[Excerpts from point annotation data]

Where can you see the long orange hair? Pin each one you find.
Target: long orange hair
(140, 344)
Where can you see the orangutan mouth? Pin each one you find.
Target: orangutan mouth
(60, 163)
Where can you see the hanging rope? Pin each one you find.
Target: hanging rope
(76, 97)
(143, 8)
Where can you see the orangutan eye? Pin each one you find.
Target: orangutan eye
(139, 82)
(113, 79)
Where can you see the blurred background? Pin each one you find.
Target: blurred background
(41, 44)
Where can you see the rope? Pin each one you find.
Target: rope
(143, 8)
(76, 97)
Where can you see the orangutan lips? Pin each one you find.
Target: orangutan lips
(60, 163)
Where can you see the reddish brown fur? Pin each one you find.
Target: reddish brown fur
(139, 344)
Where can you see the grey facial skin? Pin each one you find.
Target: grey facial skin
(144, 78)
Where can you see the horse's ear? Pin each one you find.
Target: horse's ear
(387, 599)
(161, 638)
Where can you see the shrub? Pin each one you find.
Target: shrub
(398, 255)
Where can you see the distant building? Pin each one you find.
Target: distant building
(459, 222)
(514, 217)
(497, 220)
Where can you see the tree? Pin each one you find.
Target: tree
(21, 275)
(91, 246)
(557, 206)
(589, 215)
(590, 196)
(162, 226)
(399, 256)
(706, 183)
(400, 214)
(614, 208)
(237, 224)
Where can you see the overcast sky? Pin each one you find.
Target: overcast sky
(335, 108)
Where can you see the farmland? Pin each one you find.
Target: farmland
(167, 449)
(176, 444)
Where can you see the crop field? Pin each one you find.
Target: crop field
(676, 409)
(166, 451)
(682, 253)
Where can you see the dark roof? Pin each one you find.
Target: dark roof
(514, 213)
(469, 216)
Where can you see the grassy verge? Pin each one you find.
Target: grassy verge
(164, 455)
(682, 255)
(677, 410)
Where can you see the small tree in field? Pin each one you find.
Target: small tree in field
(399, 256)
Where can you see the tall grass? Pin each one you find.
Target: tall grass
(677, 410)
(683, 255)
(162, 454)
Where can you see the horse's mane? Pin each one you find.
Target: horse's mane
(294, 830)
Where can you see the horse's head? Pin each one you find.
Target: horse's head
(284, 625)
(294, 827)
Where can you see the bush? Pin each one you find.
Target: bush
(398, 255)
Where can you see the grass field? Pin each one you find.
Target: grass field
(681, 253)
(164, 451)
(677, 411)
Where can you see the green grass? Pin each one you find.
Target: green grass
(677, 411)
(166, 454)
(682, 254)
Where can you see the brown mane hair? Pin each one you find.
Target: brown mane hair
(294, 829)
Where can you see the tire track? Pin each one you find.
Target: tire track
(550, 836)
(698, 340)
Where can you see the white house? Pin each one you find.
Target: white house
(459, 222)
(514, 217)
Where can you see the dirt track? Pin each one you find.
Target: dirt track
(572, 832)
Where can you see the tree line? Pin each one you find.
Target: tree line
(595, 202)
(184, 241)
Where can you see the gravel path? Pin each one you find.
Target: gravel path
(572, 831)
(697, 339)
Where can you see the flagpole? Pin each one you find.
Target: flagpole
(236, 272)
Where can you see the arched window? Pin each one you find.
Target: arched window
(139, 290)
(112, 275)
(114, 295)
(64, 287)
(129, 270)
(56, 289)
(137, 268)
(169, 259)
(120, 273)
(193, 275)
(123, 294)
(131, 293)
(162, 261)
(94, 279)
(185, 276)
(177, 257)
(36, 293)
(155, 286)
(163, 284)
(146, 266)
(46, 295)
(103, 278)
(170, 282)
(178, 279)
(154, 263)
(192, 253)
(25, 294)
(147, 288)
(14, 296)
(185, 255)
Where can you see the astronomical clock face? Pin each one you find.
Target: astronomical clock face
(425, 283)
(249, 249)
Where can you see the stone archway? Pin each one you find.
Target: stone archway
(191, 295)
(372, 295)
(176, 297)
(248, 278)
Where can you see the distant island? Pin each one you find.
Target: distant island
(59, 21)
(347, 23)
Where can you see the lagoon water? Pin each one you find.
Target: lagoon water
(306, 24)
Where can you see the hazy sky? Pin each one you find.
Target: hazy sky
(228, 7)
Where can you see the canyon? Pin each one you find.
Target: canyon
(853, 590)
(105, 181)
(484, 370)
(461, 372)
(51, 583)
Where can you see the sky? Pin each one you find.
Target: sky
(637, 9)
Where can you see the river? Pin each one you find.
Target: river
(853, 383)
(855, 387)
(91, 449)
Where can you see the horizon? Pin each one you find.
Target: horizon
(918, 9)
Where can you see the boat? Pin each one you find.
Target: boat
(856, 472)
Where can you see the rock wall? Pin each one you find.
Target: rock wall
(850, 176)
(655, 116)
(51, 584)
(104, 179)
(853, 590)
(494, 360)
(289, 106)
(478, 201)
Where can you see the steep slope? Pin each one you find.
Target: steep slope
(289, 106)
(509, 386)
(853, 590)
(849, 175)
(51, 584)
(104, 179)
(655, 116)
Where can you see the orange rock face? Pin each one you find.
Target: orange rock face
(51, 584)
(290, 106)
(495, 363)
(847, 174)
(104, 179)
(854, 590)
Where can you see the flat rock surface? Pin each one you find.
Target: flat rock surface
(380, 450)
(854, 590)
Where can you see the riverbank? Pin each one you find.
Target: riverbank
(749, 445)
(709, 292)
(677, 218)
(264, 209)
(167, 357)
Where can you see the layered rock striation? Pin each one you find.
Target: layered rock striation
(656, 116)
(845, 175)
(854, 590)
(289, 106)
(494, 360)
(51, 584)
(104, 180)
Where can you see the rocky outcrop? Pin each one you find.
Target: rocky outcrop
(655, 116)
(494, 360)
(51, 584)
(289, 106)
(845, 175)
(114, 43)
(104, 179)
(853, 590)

▶ [What is asked]
Output all of the material exactly as written.

▶ [Problem solution]
Where can you see the long orange hair? Pin each one you find.
Target: long orange hair
(140, 344)
Where can you see the orangutan mouth? Pin each one you find.
Target: orangutan mouth
(60, 163)
Where can you see the hanging rope? Pin each one you find.
Target: hanging rope
(76, 97)
(143, 8)
Where can you see the orangutan eye? Pin each one you find.
Target: orangutan eye
(139, 82)
(113, 79)
Where can you see the blurred background? Pin each one you find.
Target: blurred background
(41, 44)
Where can you see the rope? Pin each one you find.
Target: rope
(143, 8)
(76, 97)
Where can you see the orangutan lips? Pin each one you find.
Target: orangutan lips
(60, 163)
Where can you see the reddish brown fur? Pin each one you find.
Target: reddish brown fur
(139, 344)
Where can you see the grey facial skin? Pin each one you find.
Target: grey facial skin
(144, 78)
Where can you see the horse's ear? Pin each one you find.
Target: horse's ear
(387, 599)
(161, 638)
Where can you see the shrub? Pin each one you find.
Target: shrub
(398, 255)
Where can you see the distant building? Pin each one you find.
Target: distant building
(459, 222)
(514, 217)
(497, 220)
Where can you see the tree? Pin each one you find.
Target: tree
(21, 275)
(91, 246)
(557, 206)
(589, 215)
(590, 196)
(162, 226)
(399, 256)
(706, 183)
(400, 214)
(614, 208)
(237, 224)
Where can you see the overcast sky? Pin each one you find.
Target: overcast sky
(335, 108)
Where can you see the farmland? Pin each one you find.
Target: farmland
(167, 449)
(176, 444)
Where can you see the crop field? Pin each one you find.
Target: crop field
(676, 409)
(166, 451)
(682, 253)
Where can you see the dark roof? Pin each one you find.
Target: dark roof
(514, 213)
(469, 216)
Where can you see the grassy verge? Pin each one you find.
Target: grassy verge
(164, 455)
(682, 255)
(677, 410)
Where can you see the small tree in field? Pin each one you find.
Target: small tree in field
(399, 256)
Where can you see the tall grass? Pin each one you find.
Target: tall grass
(677, 410)
(683, 255)
(162, 454)
Where can you see the horse's mane? Pin each one you find.
Target: horse's mane
(294, 830)
Where can you see the horse's head? Pin each one you find.
Target: horse's head
(284, 625)
(294, 827)
Where can you see the bush? Pin each one you find.
Target: bush
(398, 255)
Where can you see the grass field? Pin each one you find.
Target: grass field
(681, 253)
(164, 451)
(677, 411)
Where can you see the green grass? Pin each one you find.
Target: green grass
(677, 411)
(166, 454)
(682, 254)
Where can you see the brown mane hair? Pin each one you find.
Target: brown mane hair
(294, 829)
Where can you see the tire track? Pin each one you find.
Target: tire track
(550, 836)
(698, 340)
Where can you see the white house? Pin each one you find.
Target: white house
(459, 222)
(514, 217)
Where can you see the dirt track? Pin each one you find.
Target: dirt track
(572, 832)
Where can you see the tree line? Pin each one you find.
Target: tree line
(595, 202)
(184, 241)
Where can you see the gravel path? Pin each one you find.
Target: gravel path
(572, 831)
(697, 339)
Where can you see the flagpole? Pin each one you find.
Target: flagpole
(236, 272)
Where can you see the arched window? Pin each one you find.
Target: arched window
(139, 290)
(112, 275)
(114, 295)
(64, 287)
(129, 270)
(56, 289)
(137, 268)
(169, 259)
(120, 273)
(193, 275)
(123, 294)
(131, 293)
(162, 261)
(94, 279)
(185, 276)
(177, 257)
(36, 293)
(155, 286)
(163, 284)
(146, 266)
(46, 295)
(103, 278)
(170, 282)
(178, 279)
(154, 263)
(192, 253)
(25, 294)
(147, 288)
(14, 296)
(185, 255)
Where can you see the astronomical clock face? Pin each one you find.
Target: astronomical clock face
(425, 283)
(249, 249)
Where can you see the stone archway? Pin each one you find.
Target: stone archway
(191, 295)
(372, 295)
(176, 297)
(248, 278)
Where can you see the distant island? Pin each one you find.
Target: distant island
(59, 21)
(347, 23)
Where can you see the lagoon water? Pin each one you find.
Target: lagoon water
(306, 24)
Where can you see the hazy sky? Pin each one you find.
Target: hazy sky
(228, 7)
Where can you see the canyon? Pin each one you find.
Target: canyon
(853, 590)
(105, 181)
(484, 370)
(461, 372)
(51, 583)
Where can you see the sky? Pin each one you find.
Target: sky
(637, 9)
Where can you see the river? Pin each one you find.
Target: river
(853, 383)
(855, 387)
(91, 449)
Where can you see the horizon? Pin each one you find.
Target: horizon
(918, 9)
Where can you see the boat? Pin each one you find.
Target: boat
(856, 472)
Where can you see the rock wall? Pin each one you find.
Target: rock wall
(850, 176)
(655, 116)
(51, 584)
(104, 179)
(853, 590)
(494, 360)
(289, 106)
(478, 201)
Where can you see the steep slope? Pin each one you find.
Target: steep slope
(289, 106)
(509, 386)
(853, 590)
(849, 175)
(51, 584)
(104, 179)
(655, 116)
Where can you see the orange rock face? Pin each one you find.
Target: orange rock face
(51, 584)
(290, 106)
(495, 363)
(847, 174)
(104, 179)
(854, 590)
Where can you see the flat rock surface? Pin each one you find.
Target: flat rock surface
(380, 450)
(854, 590)
Where can you see the riverbank? Pin each one you find.
Target: riverbank
(749, 445)
(709, 292)
(677, 218)
(264, 209)
(167, 357)
Where can you see the layered rock striation? Pin each one you find.
Target: layered rock striation
(656, 116)
(845, 175)
(854, 590)
(289, 106)
(494, 360)
(51, 584)
(104, 180)
Where can you see the rocky outcrop? Pin each one you find.
Target: rocky outcrop
(655, 116)
(494, 360)
(51, 584)
(289, 106)
(845, 175)
(114, 43)
(104, 179)
(853, 590)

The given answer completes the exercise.